- _YOUR GOAL_: The expected response is a copy of every line in the entries below that includes the word "street".

START INPUT

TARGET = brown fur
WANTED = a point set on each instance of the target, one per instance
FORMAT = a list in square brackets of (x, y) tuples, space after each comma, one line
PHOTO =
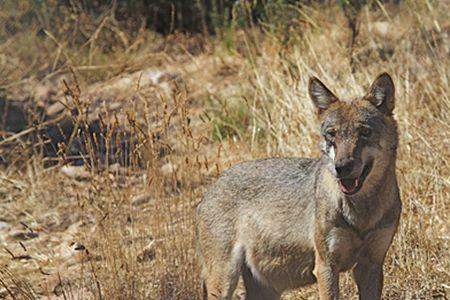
[(289, 222)]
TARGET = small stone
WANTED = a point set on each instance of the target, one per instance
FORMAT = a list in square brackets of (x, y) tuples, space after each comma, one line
[(24, 235), (168, 168), (140, 199), (148, 253), (76, 172)]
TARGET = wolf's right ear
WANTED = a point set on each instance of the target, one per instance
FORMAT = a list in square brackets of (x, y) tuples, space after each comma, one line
[(321, 96)]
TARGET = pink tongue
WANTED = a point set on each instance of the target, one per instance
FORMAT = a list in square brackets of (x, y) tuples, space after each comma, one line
[(348, 185)]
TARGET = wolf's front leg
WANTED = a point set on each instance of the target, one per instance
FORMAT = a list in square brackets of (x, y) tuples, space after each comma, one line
[(327, 279)]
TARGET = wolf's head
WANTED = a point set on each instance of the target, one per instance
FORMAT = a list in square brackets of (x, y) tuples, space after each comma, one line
[(359, 137)]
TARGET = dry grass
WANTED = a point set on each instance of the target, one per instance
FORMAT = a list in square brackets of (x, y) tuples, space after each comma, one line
[(243, 102)]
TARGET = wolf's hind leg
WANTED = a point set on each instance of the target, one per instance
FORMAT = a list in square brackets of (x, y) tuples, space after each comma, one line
[(255, 290), (220, 278)]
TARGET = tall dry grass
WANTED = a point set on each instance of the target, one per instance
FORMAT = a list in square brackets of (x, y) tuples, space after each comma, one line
[(242, 101)]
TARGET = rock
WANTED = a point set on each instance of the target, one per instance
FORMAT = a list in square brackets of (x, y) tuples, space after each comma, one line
[(148, 253), (24, 235), (168, 168), (381, 28), (76, 172)]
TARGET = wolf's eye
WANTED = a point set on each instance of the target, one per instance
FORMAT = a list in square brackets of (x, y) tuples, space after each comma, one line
[(365, 132)]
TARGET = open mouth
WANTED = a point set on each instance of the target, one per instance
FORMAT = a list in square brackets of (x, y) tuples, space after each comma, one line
[(351, 186)]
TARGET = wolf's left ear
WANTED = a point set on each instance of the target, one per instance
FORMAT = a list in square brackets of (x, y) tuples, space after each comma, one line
[(321, 96), (382, 93)]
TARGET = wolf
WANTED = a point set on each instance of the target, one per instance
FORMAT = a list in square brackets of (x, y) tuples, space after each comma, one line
[(284, 223)]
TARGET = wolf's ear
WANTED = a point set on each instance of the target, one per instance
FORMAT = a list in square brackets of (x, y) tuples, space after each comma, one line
[(321, 96), (382, 93)]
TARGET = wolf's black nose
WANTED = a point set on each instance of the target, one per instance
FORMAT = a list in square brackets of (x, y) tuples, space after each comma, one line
[(344, 167)]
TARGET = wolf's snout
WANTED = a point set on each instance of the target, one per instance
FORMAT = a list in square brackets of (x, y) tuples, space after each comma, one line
[(344, 167)]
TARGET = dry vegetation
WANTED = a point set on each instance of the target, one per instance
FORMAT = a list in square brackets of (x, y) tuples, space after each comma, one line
[(126, 232)]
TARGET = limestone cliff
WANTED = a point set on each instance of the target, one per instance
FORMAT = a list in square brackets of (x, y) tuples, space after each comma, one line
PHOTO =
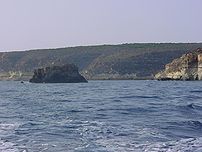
[(58, 74), (187, 67)]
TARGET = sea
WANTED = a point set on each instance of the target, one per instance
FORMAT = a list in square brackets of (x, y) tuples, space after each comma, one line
[(101, 116)]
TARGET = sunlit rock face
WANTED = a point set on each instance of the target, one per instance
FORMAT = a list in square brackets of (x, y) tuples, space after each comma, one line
[(187, 67), (57, 74)]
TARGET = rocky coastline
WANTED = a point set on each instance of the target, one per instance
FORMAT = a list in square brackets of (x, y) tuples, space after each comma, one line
[(67, 73), (188, 67)]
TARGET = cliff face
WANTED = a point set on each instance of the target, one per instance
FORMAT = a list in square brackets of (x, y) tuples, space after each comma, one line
[(187, 67), (125, 61), (57, 74)]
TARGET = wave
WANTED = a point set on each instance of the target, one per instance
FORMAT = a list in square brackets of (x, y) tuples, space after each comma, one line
[(189, 144)]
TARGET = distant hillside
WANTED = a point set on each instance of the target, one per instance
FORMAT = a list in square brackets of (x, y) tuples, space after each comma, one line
[(125, 61)]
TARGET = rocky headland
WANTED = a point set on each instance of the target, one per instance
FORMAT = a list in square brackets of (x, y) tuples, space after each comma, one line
[(187, 67), (67, 73)]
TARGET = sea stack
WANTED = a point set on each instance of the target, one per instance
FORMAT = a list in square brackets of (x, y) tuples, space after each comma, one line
[(187, 67), (67, 73)]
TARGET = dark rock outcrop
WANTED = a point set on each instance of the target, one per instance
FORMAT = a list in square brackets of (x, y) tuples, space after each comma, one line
[(57, 74), (187, 67)]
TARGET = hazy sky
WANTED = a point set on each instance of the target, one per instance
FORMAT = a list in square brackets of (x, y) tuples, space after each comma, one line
[(27, 24)]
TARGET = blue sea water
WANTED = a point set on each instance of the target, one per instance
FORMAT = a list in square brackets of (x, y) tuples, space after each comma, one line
[(101, 116)]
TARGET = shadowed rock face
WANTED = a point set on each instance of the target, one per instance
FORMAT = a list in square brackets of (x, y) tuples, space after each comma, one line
[(187, 67), (57, 74)]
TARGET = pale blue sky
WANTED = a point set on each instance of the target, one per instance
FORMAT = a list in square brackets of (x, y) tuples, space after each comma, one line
[(28, 24)]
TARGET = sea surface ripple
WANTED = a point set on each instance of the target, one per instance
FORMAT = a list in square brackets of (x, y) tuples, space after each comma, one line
[(101, 116)]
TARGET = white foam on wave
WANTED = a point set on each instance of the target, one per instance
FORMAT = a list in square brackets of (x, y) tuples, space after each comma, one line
[(6, 129), (190, 144)]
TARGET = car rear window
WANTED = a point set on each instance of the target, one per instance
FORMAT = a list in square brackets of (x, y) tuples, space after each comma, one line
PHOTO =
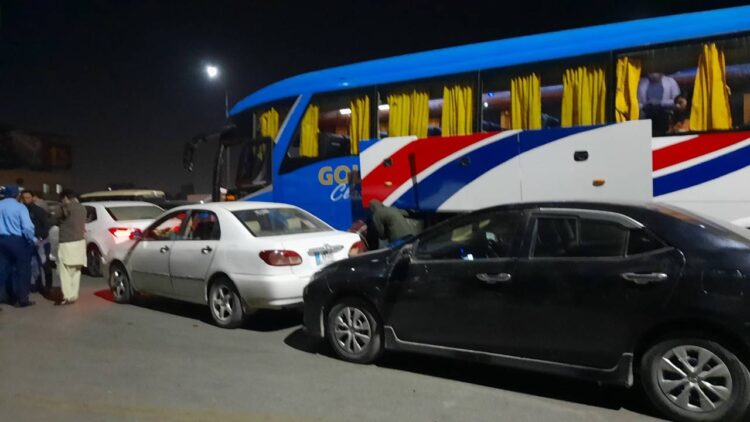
[(279, 221), (135, 212)]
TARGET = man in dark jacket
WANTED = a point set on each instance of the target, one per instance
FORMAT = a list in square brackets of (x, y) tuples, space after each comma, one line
[(41, 231), (390, 222)]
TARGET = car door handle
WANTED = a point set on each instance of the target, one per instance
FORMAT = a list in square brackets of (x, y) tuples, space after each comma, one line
[(494, 278), (644, 278)]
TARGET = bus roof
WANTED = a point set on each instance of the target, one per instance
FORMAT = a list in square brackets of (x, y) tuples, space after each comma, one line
[(507, 52)]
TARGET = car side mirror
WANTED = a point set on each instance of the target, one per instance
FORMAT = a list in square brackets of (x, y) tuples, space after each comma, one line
[(401, 262), (136, 234)]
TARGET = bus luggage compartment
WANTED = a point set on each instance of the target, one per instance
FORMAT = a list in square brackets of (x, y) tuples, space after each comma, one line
[(461, 173)]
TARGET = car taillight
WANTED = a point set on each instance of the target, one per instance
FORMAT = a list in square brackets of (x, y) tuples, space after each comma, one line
[(120, 232), (279, 258), (357, 248)]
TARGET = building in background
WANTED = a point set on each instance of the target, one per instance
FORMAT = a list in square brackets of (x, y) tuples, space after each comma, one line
[(43, 160)]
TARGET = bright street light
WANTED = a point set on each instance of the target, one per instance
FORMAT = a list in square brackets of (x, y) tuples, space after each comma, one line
[(212, 71)]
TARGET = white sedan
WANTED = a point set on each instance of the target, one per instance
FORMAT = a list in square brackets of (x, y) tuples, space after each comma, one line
[(109, 223), (236, 257)]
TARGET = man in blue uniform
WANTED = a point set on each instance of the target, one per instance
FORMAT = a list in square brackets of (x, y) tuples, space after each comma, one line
[(16, 240)]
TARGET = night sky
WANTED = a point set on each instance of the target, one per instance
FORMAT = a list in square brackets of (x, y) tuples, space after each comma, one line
[(124, 79)]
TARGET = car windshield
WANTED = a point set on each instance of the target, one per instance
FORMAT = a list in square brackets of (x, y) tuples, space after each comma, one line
[(279, 221), (135, 212)]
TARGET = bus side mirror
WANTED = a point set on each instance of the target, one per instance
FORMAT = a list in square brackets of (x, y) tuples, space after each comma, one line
[(187, 156)]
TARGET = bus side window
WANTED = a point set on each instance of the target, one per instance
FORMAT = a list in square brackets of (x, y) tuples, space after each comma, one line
[(667, 93), (331, 127), (438, 107)]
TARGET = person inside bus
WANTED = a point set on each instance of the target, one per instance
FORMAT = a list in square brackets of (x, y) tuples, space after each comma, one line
[(656, 95), (680, 118)]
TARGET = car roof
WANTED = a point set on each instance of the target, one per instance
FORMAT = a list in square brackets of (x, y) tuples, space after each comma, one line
[(234, 205), (112, 204), (122, 192), (614, 206)]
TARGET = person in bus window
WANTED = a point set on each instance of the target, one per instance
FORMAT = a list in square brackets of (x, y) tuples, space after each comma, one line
[(391, 223), (680, 119), (656, 94)]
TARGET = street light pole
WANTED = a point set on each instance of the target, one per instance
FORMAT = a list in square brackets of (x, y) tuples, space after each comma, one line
[(213, 73)]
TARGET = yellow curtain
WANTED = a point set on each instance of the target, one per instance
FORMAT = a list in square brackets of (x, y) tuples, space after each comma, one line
[(458, 107), (359, 126), (584, 96), (710, 109), (626, 94), (526, 102), (308, 146), (409, 114), (269, 123)]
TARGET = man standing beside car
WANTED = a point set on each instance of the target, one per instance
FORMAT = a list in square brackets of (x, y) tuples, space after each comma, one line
[(16, 240), (71, 251), (40, 219)]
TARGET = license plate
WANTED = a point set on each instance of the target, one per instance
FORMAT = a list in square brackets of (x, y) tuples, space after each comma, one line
[(322, 258)]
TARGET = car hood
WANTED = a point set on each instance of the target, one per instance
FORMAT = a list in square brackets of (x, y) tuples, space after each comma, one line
[(369, 265)]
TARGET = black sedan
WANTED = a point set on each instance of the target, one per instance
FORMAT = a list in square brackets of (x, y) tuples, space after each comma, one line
[(608, 292)]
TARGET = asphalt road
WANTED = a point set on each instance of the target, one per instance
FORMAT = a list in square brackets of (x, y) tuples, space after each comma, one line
[(164, 361)]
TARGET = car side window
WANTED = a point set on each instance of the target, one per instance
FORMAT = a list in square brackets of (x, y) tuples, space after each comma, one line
[(167, 228), (486, 236), (202, 225), (572, 237), (641, 241), (90, 214)]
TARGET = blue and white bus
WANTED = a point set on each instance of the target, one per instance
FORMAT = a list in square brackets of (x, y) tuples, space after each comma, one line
[(435, 121)]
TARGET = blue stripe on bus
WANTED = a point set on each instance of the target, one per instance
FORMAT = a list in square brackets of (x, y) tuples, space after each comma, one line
[(449, 179), (444, 183), (508, 52), (703, 172)]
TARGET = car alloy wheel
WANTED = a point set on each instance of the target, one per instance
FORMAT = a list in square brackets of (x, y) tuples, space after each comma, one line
[(694, 379), (352, 331), (223, 303), (119, 284)]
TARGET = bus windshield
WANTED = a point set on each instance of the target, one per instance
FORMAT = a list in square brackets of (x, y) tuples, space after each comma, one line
[(259, 127)]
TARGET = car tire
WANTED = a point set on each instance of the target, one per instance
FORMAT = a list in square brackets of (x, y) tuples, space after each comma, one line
[(119, 284), (695, 380), (354, 331), (225, 304), (93, 261)]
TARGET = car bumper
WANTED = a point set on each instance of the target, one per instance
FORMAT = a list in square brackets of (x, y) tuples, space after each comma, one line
[(270, 292)]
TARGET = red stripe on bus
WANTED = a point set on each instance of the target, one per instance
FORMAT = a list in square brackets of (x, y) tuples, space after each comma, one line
[(695, 147), (383, 181)]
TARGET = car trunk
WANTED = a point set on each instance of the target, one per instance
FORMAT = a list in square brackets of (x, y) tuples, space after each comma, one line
[(318, 249)]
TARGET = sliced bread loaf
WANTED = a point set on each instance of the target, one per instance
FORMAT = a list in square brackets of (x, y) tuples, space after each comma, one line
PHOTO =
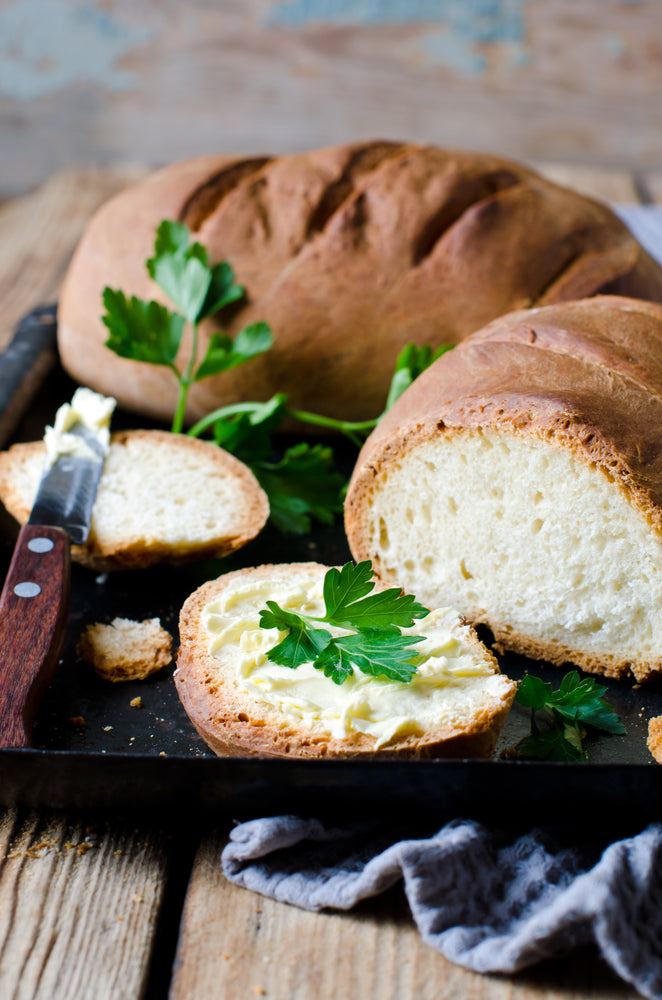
[(243, 704), (349, 253), (161, 497), (520, 479)]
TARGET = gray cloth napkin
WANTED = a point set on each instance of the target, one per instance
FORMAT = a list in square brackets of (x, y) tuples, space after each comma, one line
[(486, 902)]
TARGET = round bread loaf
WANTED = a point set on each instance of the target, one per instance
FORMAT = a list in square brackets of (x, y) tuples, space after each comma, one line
[(349, 253), (244, 705), (162, 497), (520, 479)]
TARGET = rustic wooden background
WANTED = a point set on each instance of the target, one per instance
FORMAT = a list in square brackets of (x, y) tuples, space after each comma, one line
[(108, 81)]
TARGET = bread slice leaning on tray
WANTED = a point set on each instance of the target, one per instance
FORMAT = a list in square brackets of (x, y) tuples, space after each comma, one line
[(162, 497), (348, 253), (520, 479), (242, 704)]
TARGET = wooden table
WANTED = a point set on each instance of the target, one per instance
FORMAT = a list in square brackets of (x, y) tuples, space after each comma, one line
[(100, 909)]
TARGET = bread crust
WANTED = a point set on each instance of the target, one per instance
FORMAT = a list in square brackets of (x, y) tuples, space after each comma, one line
[(585, 376), (105, 549), (241, 726), (349, 253)]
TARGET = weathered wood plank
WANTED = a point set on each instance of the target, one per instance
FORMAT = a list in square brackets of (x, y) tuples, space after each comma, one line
[(78, 908), (40, 231), (604, 183), (235, 944), (573, 80)]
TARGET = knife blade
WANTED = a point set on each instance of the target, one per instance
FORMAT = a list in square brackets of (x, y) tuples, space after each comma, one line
[(34, 603)]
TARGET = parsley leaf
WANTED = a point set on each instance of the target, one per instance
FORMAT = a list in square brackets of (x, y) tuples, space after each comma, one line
[(376, 652), (376, 648), (222, 290), (577, 702), (180, 269), (143, 331), (246, 431), (147, 331), (347, 605), (300, 486), (301, 644), (223, 353)]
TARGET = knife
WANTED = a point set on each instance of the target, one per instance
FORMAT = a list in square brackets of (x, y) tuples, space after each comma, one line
[(34, 603)]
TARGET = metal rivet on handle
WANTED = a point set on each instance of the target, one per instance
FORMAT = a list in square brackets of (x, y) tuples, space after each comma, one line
[(40, 545)]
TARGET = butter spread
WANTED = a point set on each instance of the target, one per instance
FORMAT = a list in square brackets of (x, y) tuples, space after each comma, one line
[(91, 410), (448, 684)]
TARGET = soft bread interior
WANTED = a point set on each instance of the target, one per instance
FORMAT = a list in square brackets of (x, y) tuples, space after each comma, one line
[(240, 701), (523, 535), (161, 496)]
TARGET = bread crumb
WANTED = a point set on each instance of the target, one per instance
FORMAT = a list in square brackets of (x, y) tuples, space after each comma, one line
[(126, 650), (654, 741)]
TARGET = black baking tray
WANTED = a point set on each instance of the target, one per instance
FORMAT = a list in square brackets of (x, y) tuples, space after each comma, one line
[(93, 750)]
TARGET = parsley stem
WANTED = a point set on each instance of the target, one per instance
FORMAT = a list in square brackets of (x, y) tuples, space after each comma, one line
[(178, 418), (224, 411), (350, 428), (185, 380)]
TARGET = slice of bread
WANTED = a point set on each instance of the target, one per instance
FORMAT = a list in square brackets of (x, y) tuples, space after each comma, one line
[(161, 497), (242, 704), (126, 650), (520, 479)]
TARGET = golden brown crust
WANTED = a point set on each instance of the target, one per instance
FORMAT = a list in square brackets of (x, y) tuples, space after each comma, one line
[(654, 740), (237, 726), (341, 249), (108, 548), (585, 376)]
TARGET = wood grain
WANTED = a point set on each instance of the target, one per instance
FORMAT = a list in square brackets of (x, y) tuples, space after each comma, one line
[(236, 944), (32, 626), (40, 231), (574, 79), (606, 184), (78, 908)]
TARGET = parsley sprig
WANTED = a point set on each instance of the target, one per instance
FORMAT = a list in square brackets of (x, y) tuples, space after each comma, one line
[(302, 483), (576, 704), (149, 331), (376, 646)]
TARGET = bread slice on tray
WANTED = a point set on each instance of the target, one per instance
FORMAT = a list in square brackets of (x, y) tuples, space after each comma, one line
[(520, 479), (349, 253), (242, 704), (162, 497)]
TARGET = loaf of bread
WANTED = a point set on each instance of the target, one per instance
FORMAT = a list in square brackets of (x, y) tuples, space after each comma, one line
[(161, 497), (126, 650), (348, 253), (243, 704), (520, 479)]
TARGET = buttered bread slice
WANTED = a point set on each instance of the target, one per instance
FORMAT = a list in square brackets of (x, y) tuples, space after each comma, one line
[(162, 497), (244, 704)]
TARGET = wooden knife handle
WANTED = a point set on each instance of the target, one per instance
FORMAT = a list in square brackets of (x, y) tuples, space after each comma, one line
[(33, 618)]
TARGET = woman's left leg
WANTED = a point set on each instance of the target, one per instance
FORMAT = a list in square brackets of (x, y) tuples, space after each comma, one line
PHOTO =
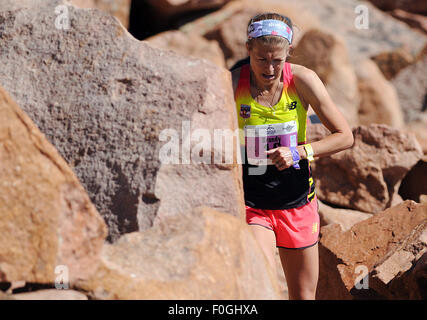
[(301, 268)]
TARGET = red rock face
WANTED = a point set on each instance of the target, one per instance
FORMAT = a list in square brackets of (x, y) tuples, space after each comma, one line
[(385, 246), (414, 184), (407, 5), (104, 99), (47, 219), (367, 176)]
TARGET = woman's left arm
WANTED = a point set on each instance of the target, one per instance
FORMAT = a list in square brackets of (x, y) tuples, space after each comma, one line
[(314, 93)]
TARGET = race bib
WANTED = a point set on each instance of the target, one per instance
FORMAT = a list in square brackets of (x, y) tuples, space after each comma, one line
[(259, 138)]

END INPUT

- _WRITTEN RESPONSE_:
TARGET = bright street light
TARGET = street light pole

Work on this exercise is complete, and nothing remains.